- [TEXTE FOURNI]
───
Quel sens les élèves donnent-ils à l’expérience scolaire, et pourquoi les choses ne vont pas d’elles-mêmes pour certains élèves ? C’est la question posée à Jacques Bernardin, président du GFEN (Groupe Français d’Education Nouvelle)
En tant qu’enseignants, notre problème est que nous sommes excessivement familiers avec l’école, ses modes de pensées, ses modes d’approche, ses modes de parler, et que cela sans doute nous empêche de considérer l’expérience scolaire comme une expérience originale. Le plus grand drame des enseignants, c’est cette relation d’évidence qu’ils entretiennent avec l’univers scolaire et avec les objets qu’il propose. Ce qui nous amène à négliger les effets de seuil qui jalonnent l’expérience scolaire.
Vous appelez les enseignants à jouer les ethnologues ?
Faison un petit pas en arrière et essayons de nous éloigner, tels des ethnologues qui rencontreraient cet étrange univers. Que ce passe-t-il avec le passage de la maison à l’Ecole ? Pour le jeune enfant qui vit, pour reprendre les paroles d’Henri Wallon, « enclavé dans sa famille », l’arrivée à l’Ecole est un seuil symbolique qui permet de grandir, à la fois affectivement, culturellement et intellectuellement. Affectivement, cela exige de quitter ses parents, physiquement, quitter sa tribu, gagner en autonomie ; grandir culturellement, en s’ouvrant à d’autres objets, œuvres et pratiques culturelles, élargir son horizon ; grandir intellectuellement, prendre distance avec ce qui était jusque là impensé : apprendre à réfléchir avec d’autres, exercer sa rationnalité, son esprit critique, s’approprier les codes symboliques, les outils partimoniaux, conceptuels, les techniques intellectuelles qui permettent à chacun de s’élever au dessus de soi-même, de devenir auteur de son propre destin. L’expérience scolaire, c’est donc l’expérience de l’émancipation par rapport à la sphère familiale.
La scolarisation est une expérience bizarre, puisque plus rien ne va de soi, au niveau des habitudes comportementales, des façons de parler ou du rapport sur le monde.
───
- [DONNÉES FOURNIES]
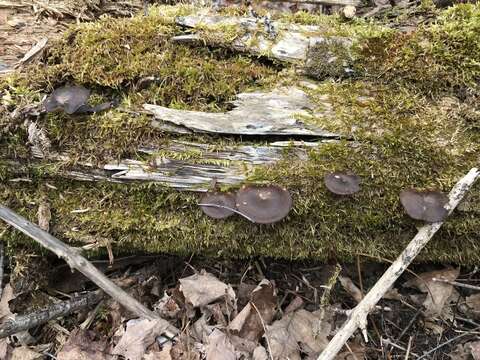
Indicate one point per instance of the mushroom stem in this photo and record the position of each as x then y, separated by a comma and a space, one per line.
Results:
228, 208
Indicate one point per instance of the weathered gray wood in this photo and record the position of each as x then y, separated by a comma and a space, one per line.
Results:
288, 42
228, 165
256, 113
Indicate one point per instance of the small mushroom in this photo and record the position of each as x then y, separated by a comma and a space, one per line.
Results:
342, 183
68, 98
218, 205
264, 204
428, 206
───
- [TRAVAIL DEMANDÉ]
a – Résumez en deux phrases le texte sur l'expérience scolaire.
b – Fournissez la suite du texte sur l'expérience scolaire, en reprenant après sa dernière phrase.
Les entrées n'interviennent en rien dans ce travail.

- [RÉPONSES OBTENUES]
a – Selon Jacques Bernardin, président du GFEN, les enseignants sont excessivement familiers avec l'école et la vivent comme une évidence, ce qui les amène à négliger les effets de seuil qui jalonnent l'expérience scolaire. Il propose de regarder cet univers en ethnologue : l'arrivée à l'École est un seuil symbolique qui fait grandir l'enfant affectivement, culturellement et intellectuellement, une émancipation par rapport à la sphère familiale où plus rien ne va de soi.

b –
Au niveau des habitudes comportementales, voilà que l’enfant va devoir réfréner ses envies, arrêter de faire ce qu’il est en train de faire pour aller dans les regroupements. A l’école, tout est codifié : les déplacements, le passage aux toilettes, les règles de prise de parole.
Au niveau des façons de parler et de considérer le langage, mettons-nous à la place d’un jeune enfant : « ce qui est bizarre à l’école, c’est qu’on n’arrête pas de me reprendre : à la fois on me sollicite pour parler de ce qui m’intéresse, et en même temps on me dit qu’il ne faut pas le dire comme ça ». Dans les classes, on voit que l’enfant commence à raconter aux autres, puis la maîtresse reprend, devient l’interlocuteur principal, interroge chacun les uns après les autres, signifie à chacun comment il doit s’exprimer, jusqu’à ce qu’un élève dise « je suis allé été »… Les enfants comprennent très vite (ou pas…) que ce qui intéresse la maîtresse n’est pas le contenu de ce qui est dit, mais la façon dont l’enfant l’exprime. Remettons-nous à la place d’un enfant : « On me demande de jouer avec les sons, mais je n’ai jamais fait ça avec le langage ». Ca lui demande une décentration afin de considérer la langue pour elle même, ce qui est une expérience tout à fait originale pour nombre d’enfants.
Au niveau du regard sur le monde, c’est une perturbation perpétuelle de ce que l’enfant croyait savoir. Voilà qu’on lui dit que la tomate est un fruit, que le soleil ne se couche pas, que le chat mort fait partie du vivant, que ce qu’il croyait vide est plein d’air, que ce que il croyait plein est plein de vide… Du concept quotidien au concept scientifique, c’est un bouleversement de perspective.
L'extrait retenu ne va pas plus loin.